• Location labeling records:

----------

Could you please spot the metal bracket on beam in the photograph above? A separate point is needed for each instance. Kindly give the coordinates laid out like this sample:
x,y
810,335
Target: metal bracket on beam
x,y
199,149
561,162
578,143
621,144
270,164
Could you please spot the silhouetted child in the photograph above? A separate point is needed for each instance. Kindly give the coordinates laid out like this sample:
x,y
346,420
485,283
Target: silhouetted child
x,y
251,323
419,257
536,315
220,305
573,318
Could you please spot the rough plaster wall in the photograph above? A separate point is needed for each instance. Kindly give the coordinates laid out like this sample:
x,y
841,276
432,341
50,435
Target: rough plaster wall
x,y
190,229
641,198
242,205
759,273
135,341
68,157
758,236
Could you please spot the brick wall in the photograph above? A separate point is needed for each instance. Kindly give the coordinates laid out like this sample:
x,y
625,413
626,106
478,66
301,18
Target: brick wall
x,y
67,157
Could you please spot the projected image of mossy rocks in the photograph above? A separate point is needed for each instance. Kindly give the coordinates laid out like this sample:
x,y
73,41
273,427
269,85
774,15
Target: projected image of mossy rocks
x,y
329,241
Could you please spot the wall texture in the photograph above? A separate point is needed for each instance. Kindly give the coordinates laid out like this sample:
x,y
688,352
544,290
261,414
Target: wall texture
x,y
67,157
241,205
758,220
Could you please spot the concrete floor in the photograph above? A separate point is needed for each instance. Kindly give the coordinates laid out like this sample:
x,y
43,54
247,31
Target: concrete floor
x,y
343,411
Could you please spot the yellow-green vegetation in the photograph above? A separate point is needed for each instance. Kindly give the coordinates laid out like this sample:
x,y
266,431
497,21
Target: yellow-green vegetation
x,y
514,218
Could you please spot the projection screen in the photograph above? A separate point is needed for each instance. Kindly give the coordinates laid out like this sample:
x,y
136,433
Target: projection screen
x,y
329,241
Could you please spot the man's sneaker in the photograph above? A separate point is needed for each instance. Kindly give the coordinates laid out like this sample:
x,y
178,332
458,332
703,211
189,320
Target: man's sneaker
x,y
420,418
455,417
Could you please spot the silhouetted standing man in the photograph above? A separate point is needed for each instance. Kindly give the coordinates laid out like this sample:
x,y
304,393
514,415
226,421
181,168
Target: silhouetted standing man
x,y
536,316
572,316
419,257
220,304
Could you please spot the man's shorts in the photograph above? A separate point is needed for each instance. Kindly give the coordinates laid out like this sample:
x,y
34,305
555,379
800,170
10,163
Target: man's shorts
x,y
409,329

----------

• The task: Print all of the entries above once more, copying every line without alteration.

• Answer to the exercise:
Could you please spot the metal bracket on beam in the photograph above? A separate point is needed for each instance. Kindly give the coordinates laid out like this sample:
x,y
810,335
Target: metal bracket on beam
x,y
199,149
561,162
578,143
621,144
270,164
Could you please spot the silhouetted child in the photograph above? A separate point is needed for each instance. Kindly give the coordinates laid out like this sample:
x,y
346,420
485,283
Target: silhouetted child
x,y
251,323
419,257
536,315
220,305
573,318
Could you please spot the rough plaster wall in the photograph above? A separate point is needed for each instance. Kindly give the coordinates laid out like this sample:
x,y
841,276
432,341
50,435
Target: rough plaster wall
x,y
190,229
641,198
242,205
759,273
135,341
68,157
758,236
Could you please spot the brick wall in the photograph above? A separate point is needed for each instance. Kindly give the coordinates laid out like this sample:
x,y
625,413
626,106
478,66
301,18
Target: brick wall
x,y
67,157
Could you please spot the projected image of mossy rocks in the photograph above? A separate point is needed for each instance. Kindly give the coordinates laid out like this sample:
x,y
73,41
273,427
269,85
774,15
Target: projected image of mossy rocks
x,y
329,241
Could you please spot the wall texture in the photograph above? A separate point is needed for each instance. Kindly give the coordinates laid out like this sample:
x,y
688,352
544,290
261,414
Target: wall texture
x,y
67,157
241,205
758,220
Could you please spot the concrete floor in the photograph above? A separate point is needed for each instance. Kindly give the coordinates laid out like this sample:
x,y
43,54
247,31
Target: concrete floor
x,y
343,411
Could you please spot the yellow-green vegetation in the photograph above? A separate point is needed for each instance. Kindly give the coordinates laid out like this sample:
x,y
266,431
497,21
Target: yellow-green vegetation
x,y
514,218
Could you please spot the projection screen in the photograph above? A separate point is needed for each instance. Kindly give the coordinates laid out like this sample:
x,y
136,433
Target: projection screen
x,y
329,241
Could you please spot the man's sneaker in the photograph above? A separate point is needed for each instance. Kindly give the coordinates laid out like this sample:
x,y
178,332
458,332
703,211
189,320
Target: man's sneaker
x,y
420,418
455,417
Could you please spot the silhouetted standing man in the photograph above? A separate point is needed for each instance. Kindly give the coordinates laid out like this sample:
x,y
304,393
514,415
226,421
181,168
Target: silhouetted standing man
x,y
536,316
572,316
419,257
220,304
Could you please spot the man's shorts in the photograph above? A separate point is needed for each instance. Kindly give the coordinates laid out like this sample:
x,y
34,305
555,379
800,170
10,163
Target: man's shorts
x,y
409,329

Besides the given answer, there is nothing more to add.